**SET PROBLEM:**
Extract every line of each item below and reproduce it word for word, keeping the original order.

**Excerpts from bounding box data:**

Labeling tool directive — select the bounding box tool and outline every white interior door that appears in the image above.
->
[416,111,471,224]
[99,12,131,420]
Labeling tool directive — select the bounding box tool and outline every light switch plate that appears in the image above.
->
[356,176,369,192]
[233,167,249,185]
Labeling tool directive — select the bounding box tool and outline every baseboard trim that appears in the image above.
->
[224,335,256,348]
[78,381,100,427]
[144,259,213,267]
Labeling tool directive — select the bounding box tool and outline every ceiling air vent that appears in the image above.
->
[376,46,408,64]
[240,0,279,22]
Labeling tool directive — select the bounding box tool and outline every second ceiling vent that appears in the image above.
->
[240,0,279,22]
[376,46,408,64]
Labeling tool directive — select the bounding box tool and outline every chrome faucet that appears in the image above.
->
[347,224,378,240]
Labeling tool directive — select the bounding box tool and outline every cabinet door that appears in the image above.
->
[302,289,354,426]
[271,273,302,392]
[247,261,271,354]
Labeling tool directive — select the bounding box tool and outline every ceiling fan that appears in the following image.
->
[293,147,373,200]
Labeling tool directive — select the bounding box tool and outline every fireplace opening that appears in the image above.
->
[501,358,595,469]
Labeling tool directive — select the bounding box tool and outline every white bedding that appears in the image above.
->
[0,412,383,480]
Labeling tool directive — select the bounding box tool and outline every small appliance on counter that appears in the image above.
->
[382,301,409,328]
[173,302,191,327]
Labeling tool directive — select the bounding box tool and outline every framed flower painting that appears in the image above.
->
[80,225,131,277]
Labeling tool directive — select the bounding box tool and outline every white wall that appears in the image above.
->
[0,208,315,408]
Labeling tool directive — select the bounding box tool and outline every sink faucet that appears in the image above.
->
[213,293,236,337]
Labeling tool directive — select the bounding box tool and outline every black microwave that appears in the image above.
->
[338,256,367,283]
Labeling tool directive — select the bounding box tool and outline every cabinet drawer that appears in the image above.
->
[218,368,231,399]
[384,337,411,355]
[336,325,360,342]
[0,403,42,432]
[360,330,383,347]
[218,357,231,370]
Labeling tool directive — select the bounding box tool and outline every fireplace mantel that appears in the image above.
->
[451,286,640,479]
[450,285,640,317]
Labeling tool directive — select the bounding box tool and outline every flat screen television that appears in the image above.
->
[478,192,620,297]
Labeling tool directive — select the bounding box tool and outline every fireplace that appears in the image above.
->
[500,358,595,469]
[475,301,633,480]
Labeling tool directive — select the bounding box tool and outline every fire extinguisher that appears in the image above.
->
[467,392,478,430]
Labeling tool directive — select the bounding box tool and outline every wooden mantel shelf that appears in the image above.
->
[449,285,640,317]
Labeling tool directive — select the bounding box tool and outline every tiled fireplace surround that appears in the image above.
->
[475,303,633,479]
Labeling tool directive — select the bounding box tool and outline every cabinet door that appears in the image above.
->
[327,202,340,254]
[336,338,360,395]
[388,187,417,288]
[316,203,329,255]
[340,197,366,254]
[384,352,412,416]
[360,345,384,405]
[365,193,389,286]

**TASK RESULT:**
Labeling tool directive — select the bounding box tool and outline every white interior door that appears in the image above.
->
[416,111,471,224]
[99,12,131,420]
Labeling tool directive — select the bounding box tool and outline every light switch plate that appears in the image above.
->
[356,176,369,192]
[233,167,249,185]
Labeling tool directive — select the bounding box tool and outline every baseboard trim that appears in the image above.
->
[224,335,256,348]
[78,381,100,427]
[144,259,213,267]
Labeling tool directive — select the bounding box tool and outline every ceiling air vent that appears in the image above.
->
[376,46,408,64]
[240,0,279,22]
Labeling tool directive — select the bounding box tool and outline every second ceiling vent that appears in the image above.
->
[240,0,279,22]
[376,46,408,64]
Labeling tool directive — select the bounding box tool and outline every chrome faucet that appears in the image above.
->
[347,224,378,240]
Labeling tool directive — select the bounding box tool and outline every cabinet door that appears in the image above.
->
[302,289,354,426]
[271,273,302,392]
[247,261,271,354]
Labeling tool directive — select the bounding box tool and outline every ceiling fan that appears in the following image.
->
[293,147,373,200]
Labeling tool directive — select the bounding box tool and outline every fireplace opening that appears in the image above.
->
[501,358,595,469]
Labeling tool directive — select the bounding box tool and outline every white bedding that appears in the image above.
->
[0,412,383,480]
Labeling tool directive — select the bounding box tool and outline every small appliance on counter that appears in the image above.
->
[382,301,409,328]
[173,302,191,327]
Labeling tool directive — select the bounding box tool and outline every framed flower painting that appears in the image above.
->
[80,225,131,277]
Labeling tool directive — select the bounding box tool and outline every white wall that appears in the image above.
->
[0,208,315,408]
Labeling tool directive — select the bounding box tool and outline every sink faucet that appears in the image above.
->
[213,293,236,337]
Labeling tool directive — select the bounding box tool and outline every black microwave that appears in the image above.
->
[338,256,367,283]
Labeling tool directive — select the bounding box tool and outline every cabinet drawer that appears in the image above.
->
[218,368,231,399]
[384,337,411,355]
[336,325,360,342]
[0,403,42,432]
[360,330,383,347]
[218,357,231,370]
Labeling tool directive — select the bounding box tool and outline every fireplace mantel that appears in the image above.
->
[451,286,640,479]
[450,285,640,317]
Labeling tool directive — select the bounding box tool and outline every flat screen television that appears in the image above.
->
[478,192,620,297]
Labeling tool directive — select the bounding box tool and outline every fireplace that appears in the image above.
->
[500,358,595,469]
[475,301,633,480]
Labeling tool directive — select the bounding box tool and outline every fire extinguisher that appears in the image above.
->
[467,392,478,430]
Labeling tool directive — select the bounding box tool and outline every wooden mantel shelf that appears in the image above.
->
[449,285,640,317]
Labeling tool directive — select the bounding box tool and outline every tiled fireplace surround that appears in the image above.
->
[475,303,633,479]
Labeling tool directive — select the bounding box tool and outline every cabinet door that appears in the image above.
->
[327,202,340,254]
[336,338,360,395]
[388,187,417,288]
[316,203,329,255]
[340,197,366,254]
[384,352,412,416]
[360,345,384,405]
[365,193,389,286]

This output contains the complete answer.